SET OF TASKS
[a] Decide whether each statement agrees with the thread on reusing mutable closure arguments, answering yes or no and quoting the deciding words of the thread: (i) the closures may be cloned or copied; (ii) the first version of test1 fails because R is moved as a function argument; (iii) the second version adds intermediate variables because only one borrow of the function can exist at a time.
[b] Retype the part of the thread on reusing mutable closure arguments starting at "As such one" and ending at "check that works.".

GIVEN TEXT
>> begin

Reusing mutable closure arguments


#1

I want an API that handles closures in a consistent manner. The closures need to be mutable, and all uses need to call the same closure (so we cannot clone or copy, or the mutation will not update the correct closure).

As such one of the first problems is re-using the same closure in a call, for example:

    pub fn and(a : bool, b : bool) -> bool {
        a & b
    }
    pub fn test1<R, A>(mut r : R, a : A, b : A) -> A
    where R : FnMut(A, A) -> A, A : Clone {
        r(test1(r, test1(r, a.clone(), b.clone()), a), b)
    }
    println!("{}", test1(and, true, true));

This doesn’t work because although ‘R’ called by mutable reference (FnMut trait), it is still moved as a function argument. So I need to pass by mutable reference, and also introduce some intermediate variables as there can only be one borrow of the function at a time. I also introduced some state to the passed function to check that works.

    pub fn and(a : bool, b : bool) -> bool {
        a & b
    }
    pub fn test1<R, A>(r : &mut R, a : A, b : A) -> A
    where R : FnMut(A, A) -> A, A : Clone {
        let y = test1(r, a.clone(), b.clone());
        let x = test1(r, y, a);
        r(x, b)
    }
    let mut s = true;
    println!("{}", test1(&mut (|a, b| {s = s & a; and(a, b)}), true, true));

However I still have a problem if I want to pass the same closure as two arguments of a function:

    pub fn and(a : bool, b : bool) -> bool {
        a & b
    }
    pub fn test1a<R, A>(r : &mut R, s : &mut R, a : A, b : A) -> A
    where R : FnMut(A, A) -> A, A : Clone {
        let x = s(a.clone(), b.clone());
        let y = s(b, a);
        r(x, y)
    }
    let mut s = true;
    let mut c = |a, b| {s = s & a; and(a, b)};
    println!("{}", test1a(&mut c, &mut c, true, true));

This seems safe to me, as there is no concurrency? Surely the restriction on multiple mutable borrows of the same variable is overly restrictive, and the type system only needs to ensure that a mutable borrow is not held by more than one thread?

>> end

RECORDS
>> begin

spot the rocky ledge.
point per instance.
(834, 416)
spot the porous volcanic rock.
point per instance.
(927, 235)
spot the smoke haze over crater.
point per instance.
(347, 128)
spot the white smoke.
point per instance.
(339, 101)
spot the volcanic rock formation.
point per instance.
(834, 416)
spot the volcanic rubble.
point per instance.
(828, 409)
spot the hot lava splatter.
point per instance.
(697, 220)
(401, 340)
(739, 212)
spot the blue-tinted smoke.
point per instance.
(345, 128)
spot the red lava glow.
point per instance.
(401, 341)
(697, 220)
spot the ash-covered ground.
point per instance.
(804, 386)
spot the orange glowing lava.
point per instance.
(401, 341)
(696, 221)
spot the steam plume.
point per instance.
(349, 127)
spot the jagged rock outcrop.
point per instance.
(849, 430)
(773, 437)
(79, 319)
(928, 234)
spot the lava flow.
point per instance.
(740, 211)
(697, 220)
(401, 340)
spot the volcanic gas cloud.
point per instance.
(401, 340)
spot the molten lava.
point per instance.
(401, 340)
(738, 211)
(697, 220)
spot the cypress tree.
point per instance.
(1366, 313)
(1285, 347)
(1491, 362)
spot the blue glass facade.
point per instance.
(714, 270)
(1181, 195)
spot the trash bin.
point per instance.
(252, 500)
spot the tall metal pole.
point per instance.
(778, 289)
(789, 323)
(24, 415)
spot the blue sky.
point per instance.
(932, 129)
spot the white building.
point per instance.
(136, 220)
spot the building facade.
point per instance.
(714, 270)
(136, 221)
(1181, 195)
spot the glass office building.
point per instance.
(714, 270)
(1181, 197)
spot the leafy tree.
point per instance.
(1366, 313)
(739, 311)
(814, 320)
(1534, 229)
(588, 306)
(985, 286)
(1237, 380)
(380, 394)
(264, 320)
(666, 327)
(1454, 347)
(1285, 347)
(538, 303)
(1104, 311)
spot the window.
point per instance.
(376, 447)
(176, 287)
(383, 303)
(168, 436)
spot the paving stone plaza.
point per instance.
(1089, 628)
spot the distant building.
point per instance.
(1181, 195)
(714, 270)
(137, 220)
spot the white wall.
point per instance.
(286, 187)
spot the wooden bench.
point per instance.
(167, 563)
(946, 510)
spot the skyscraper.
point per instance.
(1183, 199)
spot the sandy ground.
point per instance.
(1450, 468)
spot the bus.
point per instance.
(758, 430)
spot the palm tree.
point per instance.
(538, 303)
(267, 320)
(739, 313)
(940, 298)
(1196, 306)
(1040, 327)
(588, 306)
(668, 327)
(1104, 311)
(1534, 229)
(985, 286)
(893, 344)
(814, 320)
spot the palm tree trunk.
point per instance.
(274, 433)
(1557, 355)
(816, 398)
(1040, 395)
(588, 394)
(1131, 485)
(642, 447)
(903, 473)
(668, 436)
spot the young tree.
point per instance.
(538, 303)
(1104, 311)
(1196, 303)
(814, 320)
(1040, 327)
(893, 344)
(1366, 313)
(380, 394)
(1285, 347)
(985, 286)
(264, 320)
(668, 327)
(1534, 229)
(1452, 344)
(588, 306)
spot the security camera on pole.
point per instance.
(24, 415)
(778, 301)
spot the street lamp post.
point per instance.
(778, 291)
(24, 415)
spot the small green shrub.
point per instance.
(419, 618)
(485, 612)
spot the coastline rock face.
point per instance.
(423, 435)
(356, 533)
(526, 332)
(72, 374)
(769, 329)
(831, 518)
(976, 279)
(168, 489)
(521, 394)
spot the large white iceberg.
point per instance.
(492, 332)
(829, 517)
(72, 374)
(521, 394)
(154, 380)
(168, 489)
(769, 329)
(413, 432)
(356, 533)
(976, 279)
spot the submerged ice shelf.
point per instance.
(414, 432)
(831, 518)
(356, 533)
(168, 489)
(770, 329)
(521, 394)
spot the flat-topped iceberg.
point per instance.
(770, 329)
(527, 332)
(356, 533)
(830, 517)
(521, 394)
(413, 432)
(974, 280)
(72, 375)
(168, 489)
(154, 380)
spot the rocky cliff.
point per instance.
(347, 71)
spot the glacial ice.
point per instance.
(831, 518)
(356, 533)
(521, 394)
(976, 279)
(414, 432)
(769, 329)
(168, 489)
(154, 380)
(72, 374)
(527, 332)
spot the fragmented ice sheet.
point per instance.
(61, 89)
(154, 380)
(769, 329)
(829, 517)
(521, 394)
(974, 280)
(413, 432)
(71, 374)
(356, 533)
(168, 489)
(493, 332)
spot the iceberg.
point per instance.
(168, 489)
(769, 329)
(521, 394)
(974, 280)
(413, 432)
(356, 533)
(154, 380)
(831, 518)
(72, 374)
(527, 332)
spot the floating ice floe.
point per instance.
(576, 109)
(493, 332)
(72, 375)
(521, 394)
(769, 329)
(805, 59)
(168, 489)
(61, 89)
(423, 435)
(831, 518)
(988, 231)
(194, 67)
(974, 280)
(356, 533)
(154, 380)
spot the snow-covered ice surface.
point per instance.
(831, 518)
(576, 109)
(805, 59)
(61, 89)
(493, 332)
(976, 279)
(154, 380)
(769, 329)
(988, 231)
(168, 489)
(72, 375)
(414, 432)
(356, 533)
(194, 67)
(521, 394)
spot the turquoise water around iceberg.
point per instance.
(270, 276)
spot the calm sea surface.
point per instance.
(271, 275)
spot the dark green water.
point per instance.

>> end

EXPECTED RESULTS
[a]
(i) No: "so we cannot clone or copy, or the mutation will not update the correct closure"
(ii) Yes: "it is still moved as a function argument"
(iii) Yes: "introduce some intermediate variables as there can only be one borrow of the function at a time"

[b]
As such one of the first problems is re-using the same closure in a call, for example:

    pub fn and(a : bool, b : bool) -> bool {
        a & b
    }
    pub fn test1<R, A>(mut r : R, a : A, b : A) -> A
    where R : FnMut(A, A) -> A, A : Clone {
        r(test1(r, test1(r, a.clone(), b.clone()), a), b)
    }
    println!("{}", test1(and, true, true));

This doesn’t work because although ‘R’ called by mutable reference (FnMut trait), it is still moved as a function argument. So I need to pass by mutable reference, and also introduce some intermediate variables as there can only be one borrow of the function at a time. I also introduced some state to the passed function to check that works.